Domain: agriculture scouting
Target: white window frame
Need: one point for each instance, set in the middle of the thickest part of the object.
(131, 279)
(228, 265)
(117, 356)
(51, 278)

REQUIREMENT
Rescale the material above by rewriting every line, requests included, with each coordinate in the answers multiplied by 1.25 and rounded to the nearest whole number, halves rounding up.

RESULT OF THIS EXERCISE
Domain: agriculture scouting
Target: white window frame
Need: one point for each instance, set in the middle of the thickest part of the object.
(164, 349)
(285, 331)
(146, 445)
(64, 348)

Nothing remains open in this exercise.